• **Work required**: Copy out everything from the start of the material down to the line that contains "x=676, y=544", keeping every line identical.

Excerpts from location labeling data:
--------

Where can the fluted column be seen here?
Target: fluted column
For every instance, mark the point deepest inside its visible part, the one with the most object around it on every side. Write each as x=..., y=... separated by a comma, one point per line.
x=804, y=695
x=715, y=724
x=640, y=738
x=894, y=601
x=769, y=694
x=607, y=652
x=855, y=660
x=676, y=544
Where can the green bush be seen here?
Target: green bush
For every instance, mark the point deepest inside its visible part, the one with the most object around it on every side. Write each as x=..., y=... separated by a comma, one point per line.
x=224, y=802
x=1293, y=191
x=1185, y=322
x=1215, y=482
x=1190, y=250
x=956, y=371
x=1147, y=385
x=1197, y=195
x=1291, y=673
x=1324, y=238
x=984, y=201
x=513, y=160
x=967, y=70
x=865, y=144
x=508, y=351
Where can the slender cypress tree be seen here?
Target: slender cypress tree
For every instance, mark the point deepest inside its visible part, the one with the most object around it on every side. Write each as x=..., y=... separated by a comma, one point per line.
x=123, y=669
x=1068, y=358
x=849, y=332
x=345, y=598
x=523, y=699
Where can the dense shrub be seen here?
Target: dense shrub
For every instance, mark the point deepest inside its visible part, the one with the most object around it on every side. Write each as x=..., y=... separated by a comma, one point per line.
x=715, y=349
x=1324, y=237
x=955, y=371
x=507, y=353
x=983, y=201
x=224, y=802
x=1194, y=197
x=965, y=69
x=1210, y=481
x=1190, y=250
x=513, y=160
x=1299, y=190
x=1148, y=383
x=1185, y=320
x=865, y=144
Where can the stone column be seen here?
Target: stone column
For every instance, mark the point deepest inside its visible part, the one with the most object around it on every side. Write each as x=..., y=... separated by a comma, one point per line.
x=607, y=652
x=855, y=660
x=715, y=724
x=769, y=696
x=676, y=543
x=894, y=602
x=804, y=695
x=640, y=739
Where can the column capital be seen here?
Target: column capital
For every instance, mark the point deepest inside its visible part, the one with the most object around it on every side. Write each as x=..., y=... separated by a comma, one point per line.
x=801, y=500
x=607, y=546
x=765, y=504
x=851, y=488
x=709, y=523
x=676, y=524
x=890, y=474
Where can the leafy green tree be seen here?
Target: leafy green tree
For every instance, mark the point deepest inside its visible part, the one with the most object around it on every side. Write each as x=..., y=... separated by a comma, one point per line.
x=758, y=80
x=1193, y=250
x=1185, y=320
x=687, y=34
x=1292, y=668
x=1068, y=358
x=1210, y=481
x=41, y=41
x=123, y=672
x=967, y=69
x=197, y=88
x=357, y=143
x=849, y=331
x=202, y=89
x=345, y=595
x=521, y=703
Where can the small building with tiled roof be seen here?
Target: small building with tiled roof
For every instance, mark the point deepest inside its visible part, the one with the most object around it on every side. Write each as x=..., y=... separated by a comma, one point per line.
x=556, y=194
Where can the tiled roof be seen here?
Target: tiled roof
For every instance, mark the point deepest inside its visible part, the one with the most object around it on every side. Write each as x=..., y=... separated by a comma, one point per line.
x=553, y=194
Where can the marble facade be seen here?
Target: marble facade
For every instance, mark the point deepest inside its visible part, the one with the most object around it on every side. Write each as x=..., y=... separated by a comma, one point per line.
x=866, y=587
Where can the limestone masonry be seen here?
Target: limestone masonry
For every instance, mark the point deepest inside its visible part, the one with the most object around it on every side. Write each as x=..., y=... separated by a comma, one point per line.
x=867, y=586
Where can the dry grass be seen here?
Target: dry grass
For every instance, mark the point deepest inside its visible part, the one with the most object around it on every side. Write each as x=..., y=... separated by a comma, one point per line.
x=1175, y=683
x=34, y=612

--------

• **Written reply**:
Where can the fluted column be seen here?
Target: fluted column
For every instance, mark the point deepest inside its visible part, the one with the most object around it on every side. Write each as x=..., y=... separated by a comma, one point per line.
x=804, y=695
x=715, y=724
x=640, y=738
x=894, y=601
x=769, y=694
x=607, y=652
x=855, y=660
x=676, y=544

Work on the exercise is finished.